# Breve esercizio
Prosegui il testo su Catania e sul modo in cui i media la rappresentano, ripartendo subito dopo la sua ultima frase.

Bulli, Pupi e Pupari

La mia città massacrata. La mia Catania insultata ed infangata davanti agli occhi del mondo intero. Con bugie, falsità, menzogne.

La mia città spacciata per un covo di delinquenti, per un campo di battaglia permanente. I miei concittadini svenduti come ladri, violenti, imbroglioni.

RAI 3, telegiornale regionale delle 14:00 del 24 aprile 2007: va in onda lo spettacolo neocoloniale. Un falso reportage presenta la città come in preda a bande di "bulli" che prendono d'assalto la gente in pieno giorno mentre "fa lo shopping" con grave pericolo per l'incolumità personale.

In una città con un indice di criminalità comunque basso, dove puoi girare da solo la notte senza temere alcunché, patrimonio mondiale dell'UNESCO, dove le notizie degli efferati crimini che tranquillamente si consumano nei nebbiosi borghi padani sembrano provenire da un altro mondo, un inferno che Catania si è messo alle spalle con la fine degli anni '80 del secolo scorso.

Librino, un quartiere abitato da gente che fa i salti mortali per arrivare a poter riposare con lo stomaco pieno la sera, ma con dignità e senza scorciatoie.

Librino più sicuro del centro di Bologna in pieno giorno. Povero, ma vivo ed onesto. Librino dove anche amici e parenti miei hanno lavorato ed insegnato recandosi tranquillamente in motorino ogni giorno senza che mai gli fosse successo qualcosa. Librino il 2 febbraio scorso condannato senza processo ad essere considerato l'immagine stessa del degrado e del vizio umano: un falso costruito in piena e consapevole malafede dagli organi di informazione ragionali e nazionali.

# Estratto del dataset

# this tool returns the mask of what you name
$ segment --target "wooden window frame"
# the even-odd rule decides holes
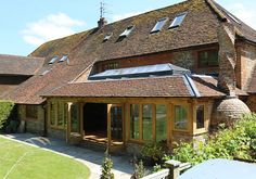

# Risposta
Catania, la città che sta tentando di alzare la testa, testarda ed impertinente. Si è permessa di mettere le prime pietre per trasformare la Sicilia in quell'hub del Mediterraneo che ci hanno impedito di essere da 150 anni a questa parte. Che ha completamente riprogettato il suo centro storico per attrarre quel turismo che merita. Che sta tentando di fare sistema con altre aree dell'isola per creare il valore aggiunto che serve alla nostra economia.

Catania sicuramente strafottente ed a tratti incivile, ma mai doma. Come in quell'11 gennaio 1693, quando perdeva all'improvviso due terzi della sua popolazione di 18.000 persone, ma che in soli 10 giorni, tra le macerie che ancora riempivano le strade dopo l'immane terremoto, si asciugava le lacrime e riapriva le aule universitarie in ricoveri di fortuna: altro che 11 settembre americano! Vengano loro a prendere lezioni da noi!

Solo che ora qualcuno non vuole che a Catania si completi l'opera iniziata. E per questo ha sguinzagliato i suoi pupi, seduti tra gli scranni di Palazzo dei Normanni a Palermo.

Catania in fondo come tutte le altre città siciliane (Palermo inclusa), mortificate dall'opera interpretata da pochi pupi in veste di ascari, che per rispetto alle nostre stesse istituzioni chiamiamo comunque onorevoli, ma i cui fili vengono tirati lontano da qui.

Da quel giorno del 1693 non erano passati che poco più di 200 anni quando a Messina il 28 dicembre 1908 toccò la stessa sorte del Val di Noto. Solo che nel '600 tutto rifiorì più forte e più splendente di prima. Nell'Italia "unita" quella sventura segnò la fine di Messina, della orgogliosa città che cacciò i francesi nella guerra del vespro e che sino a quel fatidico giorno aveva rivaleggiato con Palermo con velleità da capitale.

Chi tiene questi fili? Chi è il puparo?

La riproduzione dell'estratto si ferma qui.